**TASK ITEM**: Starting at the top of the rows and stopping after the line containing "box: [617, 316, 654, 508]", write those lines out again with each "rough mask" changed to "coarse mask" and nothing else altered.

- - - - - - -

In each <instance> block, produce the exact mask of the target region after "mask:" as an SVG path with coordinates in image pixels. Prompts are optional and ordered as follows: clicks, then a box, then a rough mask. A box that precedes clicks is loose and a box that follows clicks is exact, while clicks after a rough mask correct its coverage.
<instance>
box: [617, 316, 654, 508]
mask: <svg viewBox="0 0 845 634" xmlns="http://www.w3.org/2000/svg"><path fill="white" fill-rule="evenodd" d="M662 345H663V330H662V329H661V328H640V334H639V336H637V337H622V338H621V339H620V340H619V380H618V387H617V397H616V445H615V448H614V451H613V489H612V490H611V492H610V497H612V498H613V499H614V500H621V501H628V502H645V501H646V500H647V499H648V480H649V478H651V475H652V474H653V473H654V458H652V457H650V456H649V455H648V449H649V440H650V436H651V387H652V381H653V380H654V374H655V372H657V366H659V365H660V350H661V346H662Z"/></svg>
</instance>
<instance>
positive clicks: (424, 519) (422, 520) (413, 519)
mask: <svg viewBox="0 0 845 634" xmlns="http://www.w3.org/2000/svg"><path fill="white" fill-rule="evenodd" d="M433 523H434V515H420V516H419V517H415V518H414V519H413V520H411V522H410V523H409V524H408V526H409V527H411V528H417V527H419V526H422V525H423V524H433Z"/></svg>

- - - - - - -

**REPLY TO THE EXERCISE**:
In each <instance> block, produce the exact mask of the target region after "mask:" as an SVG path with coordinates in image pixels. Prompts are optional and ordered as follows: clicks, then a box, then a coarse mask. A box that precedes clicks is loose and a box that follows clicks is exact, while clicks after a coarse mask correct its coverage.
<instance>
box: [617, 316, 654, 508]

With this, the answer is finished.